**Selected passage**.
▼▼▼
Modify usage instruction in README

XuYan · Oct 21, 2016 · caea420 · caea420
1 parent e96a747
commit caea420
Showing 1 changed file with 10 additions and 6 deletions.
diff --git a/README.md b/README.md
@@ -1,5 +1,5 @@
 # Web Crawler
-This is a webpage crawler, written with Python, that takes a start webpage and data selectors as inputs and outputs information you care to a file.
+This is a multi-thread webpage crawler, written with Python, that takes a start webpage and data selectors as inputs and outputs information you care to a file.
 The crawler crawls webpages recursively. The whole process works like a pipe. The crawling outputs of previous webpage will serve as inputs to crawling next webpage.
 For details, refer to Usage section below.
 
@@ -18,7 +18,9 @@ E.g. python crawler.py [args]
 
  - Required Arguments:
 
-		-url: The url of starting webpage. This is the first webpage to start crawling
+		-url: The url of starting webpage. This is the first webpage to start crawling.
+		      This url may contain configurable fields surrounded by curly braces.
▲▲▲
**Exercise requirements**. Please list every line that the commit diff above marks as added, without the leading plus sign.

**Supplied records**.
▼▼▼
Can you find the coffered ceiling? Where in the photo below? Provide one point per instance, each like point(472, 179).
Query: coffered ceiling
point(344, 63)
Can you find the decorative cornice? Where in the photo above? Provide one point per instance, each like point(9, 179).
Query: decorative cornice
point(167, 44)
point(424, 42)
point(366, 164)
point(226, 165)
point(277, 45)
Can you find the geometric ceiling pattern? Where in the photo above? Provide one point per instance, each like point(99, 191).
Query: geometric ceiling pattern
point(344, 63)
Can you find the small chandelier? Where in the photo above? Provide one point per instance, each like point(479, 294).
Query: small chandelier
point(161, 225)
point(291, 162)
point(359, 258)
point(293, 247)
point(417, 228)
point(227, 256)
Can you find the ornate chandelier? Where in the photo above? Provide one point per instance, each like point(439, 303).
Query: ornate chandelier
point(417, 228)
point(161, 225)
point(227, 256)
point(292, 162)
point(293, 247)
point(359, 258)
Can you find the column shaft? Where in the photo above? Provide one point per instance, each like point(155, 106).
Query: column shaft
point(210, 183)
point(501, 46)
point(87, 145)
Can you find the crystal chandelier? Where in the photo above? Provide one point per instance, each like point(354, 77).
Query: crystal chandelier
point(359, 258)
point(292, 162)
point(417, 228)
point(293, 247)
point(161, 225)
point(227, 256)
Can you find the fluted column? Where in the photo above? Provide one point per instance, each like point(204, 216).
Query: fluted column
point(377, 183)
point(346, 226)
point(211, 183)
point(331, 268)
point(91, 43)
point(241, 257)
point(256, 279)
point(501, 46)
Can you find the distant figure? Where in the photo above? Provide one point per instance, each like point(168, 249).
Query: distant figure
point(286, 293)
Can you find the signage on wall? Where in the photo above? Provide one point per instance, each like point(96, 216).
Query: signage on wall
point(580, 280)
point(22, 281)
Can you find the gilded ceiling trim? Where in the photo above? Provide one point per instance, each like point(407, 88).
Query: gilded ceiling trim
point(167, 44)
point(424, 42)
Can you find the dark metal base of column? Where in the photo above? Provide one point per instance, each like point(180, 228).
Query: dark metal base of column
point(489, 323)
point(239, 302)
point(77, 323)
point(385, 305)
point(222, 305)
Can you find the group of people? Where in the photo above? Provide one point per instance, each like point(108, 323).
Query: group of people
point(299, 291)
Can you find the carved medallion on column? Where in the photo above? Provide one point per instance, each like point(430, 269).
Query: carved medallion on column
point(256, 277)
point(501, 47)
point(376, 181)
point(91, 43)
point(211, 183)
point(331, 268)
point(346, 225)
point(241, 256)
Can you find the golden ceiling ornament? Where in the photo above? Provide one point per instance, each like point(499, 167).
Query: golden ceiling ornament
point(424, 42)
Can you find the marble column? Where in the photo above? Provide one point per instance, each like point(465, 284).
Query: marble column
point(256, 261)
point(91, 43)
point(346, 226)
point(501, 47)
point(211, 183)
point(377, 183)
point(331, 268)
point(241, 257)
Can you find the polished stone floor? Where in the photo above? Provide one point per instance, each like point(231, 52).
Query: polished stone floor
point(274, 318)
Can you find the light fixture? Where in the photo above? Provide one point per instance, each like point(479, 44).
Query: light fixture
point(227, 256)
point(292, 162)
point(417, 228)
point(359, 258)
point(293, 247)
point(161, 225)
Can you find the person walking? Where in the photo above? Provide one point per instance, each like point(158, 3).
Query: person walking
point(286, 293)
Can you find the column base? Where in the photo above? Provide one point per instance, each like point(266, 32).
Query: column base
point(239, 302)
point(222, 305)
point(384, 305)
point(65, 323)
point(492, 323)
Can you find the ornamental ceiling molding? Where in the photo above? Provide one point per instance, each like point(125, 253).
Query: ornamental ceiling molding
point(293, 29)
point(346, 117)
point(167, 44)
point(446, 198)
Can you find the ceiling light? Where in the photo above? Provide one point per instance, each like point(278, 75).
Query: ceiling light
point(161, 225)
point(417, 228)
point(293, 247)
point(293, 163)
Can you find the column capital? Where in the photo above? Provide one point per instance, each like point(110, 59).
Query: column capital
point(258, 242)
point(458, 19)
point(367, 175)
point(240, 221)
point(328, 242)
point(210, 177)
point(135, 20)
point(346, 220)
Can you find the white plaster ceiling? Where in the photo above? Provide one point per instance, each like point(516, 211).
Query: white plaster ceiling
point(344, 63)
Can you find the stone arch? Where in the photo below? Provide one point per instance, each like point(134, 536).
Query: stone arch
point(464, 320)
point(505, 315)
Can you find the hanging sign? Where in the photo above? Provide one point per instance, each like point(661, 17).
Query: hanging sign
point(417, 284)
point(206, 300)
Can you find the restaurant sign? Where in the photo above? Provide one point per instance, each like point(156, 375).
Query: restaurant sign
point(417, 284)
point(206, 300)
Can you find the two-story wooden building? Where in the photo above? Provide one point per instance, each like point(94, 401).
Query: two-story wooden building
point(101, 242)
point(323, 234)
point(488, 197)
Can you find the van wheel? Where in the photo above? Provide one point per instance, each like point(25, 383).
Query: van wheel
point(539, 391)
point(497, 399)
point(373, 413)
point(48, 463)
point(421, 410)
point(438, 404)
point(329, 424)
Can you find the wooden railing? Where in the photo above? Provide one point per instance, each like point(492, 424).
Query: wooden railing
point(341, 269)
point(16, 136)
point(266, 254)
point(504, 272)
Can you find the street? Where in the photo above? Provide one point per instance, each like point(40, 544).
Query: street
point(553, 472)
▲▲▲
**The result**.
- This is a multi-thread webpage crawler, written with Python, that takes a start webpage and data selectors as inputs and outputs information you care to a file.
- -url: The url of starting webpage. This is the first webpage to start crawling.
- This url may contain configurable fields surrounded by curly braces.